═══ Data entries

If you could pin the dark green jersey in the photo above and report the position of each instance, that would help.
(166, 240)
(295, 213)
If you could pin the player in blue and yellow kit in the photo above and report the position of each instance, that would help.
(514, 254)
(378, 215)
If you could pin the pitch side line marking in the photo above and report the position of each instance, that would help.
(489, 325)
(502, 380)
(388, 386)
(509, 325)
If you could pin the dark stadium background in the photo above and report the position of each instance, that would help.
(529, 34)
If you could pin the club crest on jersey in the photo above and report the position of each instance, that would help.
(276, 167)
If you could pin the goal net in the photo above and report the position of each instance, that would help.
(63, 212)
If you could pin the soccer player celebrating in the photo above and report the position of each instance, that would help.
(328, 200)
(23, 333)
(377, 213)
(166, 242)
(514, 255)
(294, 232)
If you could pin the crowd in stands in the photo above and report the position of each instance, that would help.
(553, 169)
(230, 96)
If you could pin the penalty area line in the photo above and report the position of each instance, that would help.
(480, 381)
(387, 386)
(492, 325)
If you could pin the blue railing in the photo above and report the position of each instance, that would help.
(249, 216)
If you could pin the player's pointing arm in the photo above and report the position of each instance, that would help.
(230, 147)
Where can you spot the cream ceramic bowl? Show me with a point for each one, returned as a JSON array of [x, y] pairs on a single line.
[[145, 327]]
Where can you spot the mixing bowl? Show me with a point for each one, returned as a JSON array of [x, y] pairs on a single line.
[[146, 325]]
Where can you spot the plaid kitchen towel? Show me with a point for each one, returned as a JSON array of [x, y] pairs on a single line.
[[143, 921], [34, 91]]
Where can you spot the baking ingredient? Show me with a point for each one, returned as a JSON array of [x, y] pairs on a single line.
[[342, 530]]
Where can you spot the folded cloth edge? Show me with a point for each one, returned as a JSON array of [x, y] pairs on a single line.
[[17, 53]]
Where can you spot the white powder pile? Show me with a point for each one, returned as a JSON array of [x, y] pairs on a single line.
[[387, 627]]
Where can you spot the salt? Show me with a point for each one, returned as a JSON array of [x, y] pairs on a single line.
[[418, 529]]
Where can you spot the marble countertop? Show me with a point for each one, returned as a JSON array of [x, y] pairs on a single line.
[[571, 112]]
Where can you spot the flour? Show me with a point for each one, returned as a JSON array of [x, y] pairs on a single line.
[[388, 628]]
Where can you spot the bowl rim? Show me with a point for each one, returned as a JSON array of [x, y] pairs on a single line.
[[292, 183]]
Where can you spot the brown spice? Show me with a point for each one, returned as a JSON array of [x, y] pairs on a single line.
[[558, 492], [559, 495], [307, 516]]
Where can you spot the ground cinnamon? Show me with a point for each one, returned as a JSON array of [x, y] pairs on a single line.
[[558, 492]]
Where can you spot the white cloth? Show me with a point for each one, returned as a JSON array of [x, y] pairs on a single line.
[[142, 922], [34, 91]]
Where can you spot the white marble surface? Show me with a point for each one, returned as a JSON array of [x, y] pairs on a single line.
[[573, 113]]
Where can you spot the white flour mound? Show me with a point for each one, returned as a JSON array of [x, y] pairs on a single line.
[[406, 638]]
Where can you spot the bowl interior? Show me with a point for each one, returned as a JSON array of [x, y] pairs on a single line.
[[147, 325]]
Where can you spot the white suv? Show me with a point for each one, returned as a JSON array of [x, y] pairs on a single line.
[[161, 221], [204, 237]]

══════

(Task prompt) Retype the material in full. Each word must match.

(Answer to this task)
If you could pin the dark green jersey in the photo above and report the position of each instance, that would help.
(166, 240)
(295, 213)
If you could pin the player in blue and yellow kit in the photo above and report the position of each instance, that would help.
(514, 254)
(378, 215)
If you could pin the pitch side line marking in the photo above and report the position of each instance, that would help.
(489, 325)
(502, 380)
(388, 386)
(509, 325)
If you could pin the dark stadium background in the photo above and report the position of each instance, that would help.
(529, 34)
If you could pin the club crest on jersey in the photo above and report the position of each instance, that would help.
(276, 167)
If you could pin the goal net in the photo above and report the position of each instance, that would help.
(63, 212)
If you could pin the soccer player celebrating in the photo above and report the position of each instance, that would help.
(328, 200)
(23, 333)
(377, 213)
(166, 242)
(514, 255)
(294, 232)
If you could pin the crowd in stands in the photo above and report the position of each instance, that would help.
(553, 169)
(230, 96)
If you could pin the penalty area line in the photo above and report the position of each instance, that would help.
(480, 381)
(387, 386)
(492, 325)
If you could pin the blue railing in the photo above and report the position of each instance, that would help.
(249, 216)
If you could pin the player's pointing arm in the photo above and report the position of each instance, that would help.
(230, 147)
Where can you spot the cream ceramic bowl? Show me with a point for each one, returned as a JSON array of [x, y] pairs on a single line.
[[145, 327]]
Where can you spot the mixing bowl? Show me with a point for each one, returned as a JSON array of [x, y] pairs on a single line.
[[146, 325]]
Where can you spot the plaid kitchen towel? Show me with a point for each one, returned as a JSON array of [x, y] pairs on a single line.
[[143, 921], [34, 91]]
Where can you spot the baking ingredient? Show me with a point for each one, returned as a JSON array of [x, y] pairs on a single line.
[[342, 530]]
Where can you spot the folded cloth edge? Show me with a point for each one, returned as a JSON array of [x, y] pairs on a single line.
[[17, 53]]
Where can you spot the white powder pile? Show me with a point for each one, returned as a JSON array of [x, y] pairs on a single line.
[[387, 627]]
Where can you spot the salt? Show me with a point for each one, returned as a JSON array of [x, y] pairs on a single line.
[[418, 529]]
Where can you spot the marble countertop? Show me with a point for each one, returned as a JSON array of [x, y] pairs on a single line.
[[571, 112]]
Where can you spot the flour? Show me with a point for each one, returned as a JSON array of [x, y] pairs on a single line.
[[388, 628]]
Where can you spot the bowl rim? Show me with a point for each one, returned as a JSON array of [x, y] pairs on a single line.
[[292, 183]]
Where can you spot the brown spice? Show me with a point for each one, returned as a JSON array of [x, y] pairs on a single line.
[[558, 492], [559, 495], [307, 516]]
Where can you spot the ground cinnamon? Show me with a point for each one, returned as a JSON array of [x, y] pairs on a single line.
[[558, 492]]
Where can you spot the white cloth? Show me with a point for each one, returned as a JSON array of [x, y] pairs on a single line.
[[142, 922], [34, 91]]
Where can you spot the white marble surface? Show me with a point for each one, returned as a JSON array of [x, y] pairs on a single line.
[[573, 113]]
Where can you spot the white flour mound? Show me with a point for each one, returned as a JSON array of [x, y] pairs on a single line.
[[406, 638]]
Where can you spot the bowl interior? Show me with a point for each one, returned as a JSON array of [x, y] pairs on a single line.
[[147, 325]]
Where can you spot the white suv? Show me with a point for each one, returned as a JSON array of [x, y] pairs on a single line.
[[161, 221], [204, 237]]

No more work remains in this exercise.